-- START OF Selected text --

I don’t see the point of church,” said a man I’d just been introduced to. “I just prefer my independent Bible study. Organized religion just doesn’t make sense to me.”
As we stood in my church school’s parking lot, several questions entered my head. I didn’t ask these questions because this gentleman’s body language and vocal inflection indicated that if there was a point to the church and organized religion, he had no desire to hear about it. He would probably start an extended debate with me that I couldn’t possibly win.
Besides, I had been introduced to him as a church pastor. This fact made it odd that his first choice for a greeting was to question the entire purpose of my career and the organization that sponsored the event we were attending—an annual auto show fundraiser—that he seemed to be enjoying.
a messed-up church?

-- END OF Selected text --
-- START OF Data --

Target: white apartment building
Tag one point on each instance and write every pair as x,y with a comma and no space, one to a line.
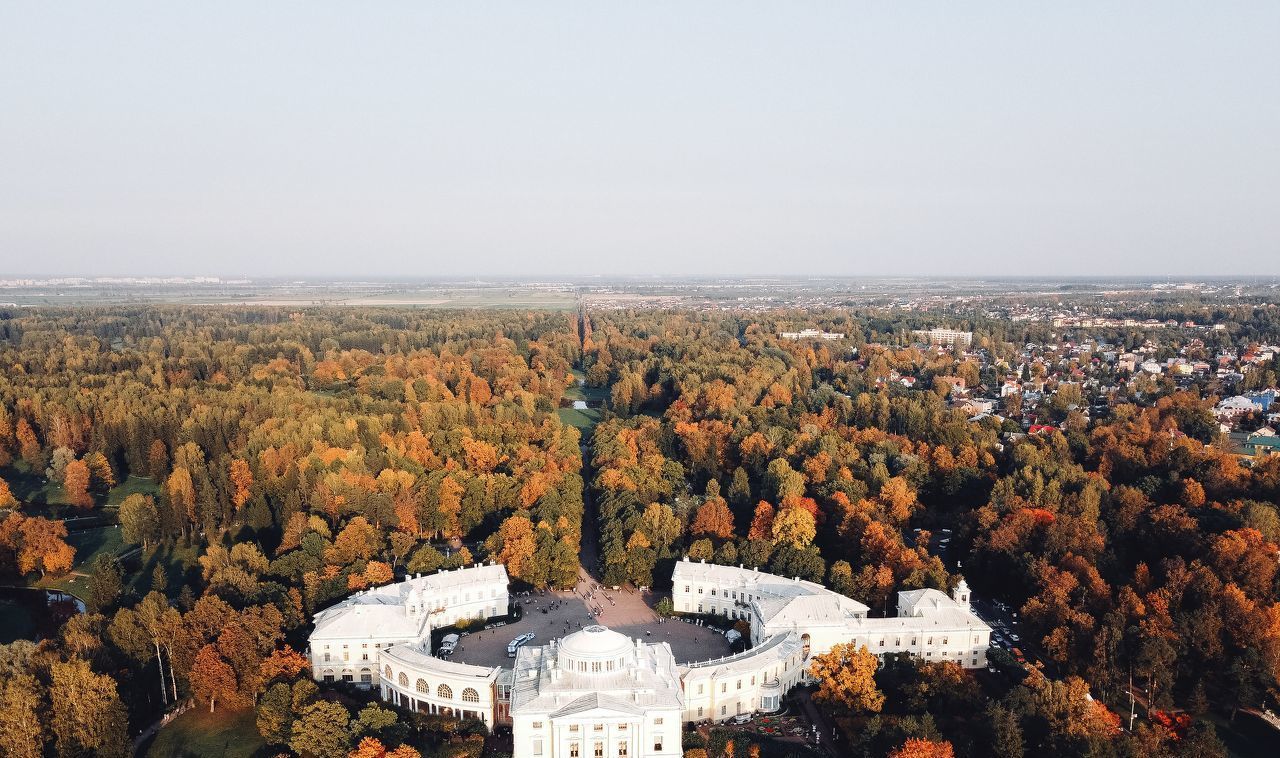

-- END OF Data --

→ **Tasks and exercises**:
(a) Output the section of the passage about church that runs from "I don’t see" to "a messed-up church?", copying it word for word.
(b) Pick up the passage about church where it stops and write the part that comes next.

→ **Expected results**:
(a)
I don’t see the point of church,” said a man I’d just been introduced to. “I just prefer my independent Bible study. Organized religion just doesn’t make sense to me.”
As we stood in my church school’s parking lot, several questions entered my head. I didn’t ask these questions because this gentleman’s body language and vocal inflection indicated that if there was a point to the church and organized religion, he had no desire to hear about it. He would probably start an extended debate with me that I couldn’t possibly win.
Besides, I had been introduced to him as a church pastor. This fact made it odd that his first choice for a greeting was to question the entire purpose of my career and the organization that sponsored the event we were attending—an annual auto show fundraiser—that he seemed to be enjoying.
a messed-up church?

(b)
The Bible says, “Let us consider how we may spur one another on toward love and good deeds, not giving up meeting together, as some are in the habit of doing” (Hebrews 10:24, 25). Apparently, people skipped out on church during Bible times too! Whatever the reason, people who wanted to follow Jesus created excuses to avoid associating with others who also wanted to follow Him.
The Bible says that Jesus is the Head of the church, and the church is His body (Ephesians 5:23). So why do people who claim to love Jesus not want to be a part of His body? They claim that the church is messed up. It’s hypocritical, political, critical, judgmental, and values religious rituals over relationships.
It’s important to keep in mind that this description doesn’t only apply to modern churches. Churches in New Testament times were like that too. Even a casual perusal of Paul’s letters in the New Testament reveals serious issues such as racism, pride, and sexual promiscuity.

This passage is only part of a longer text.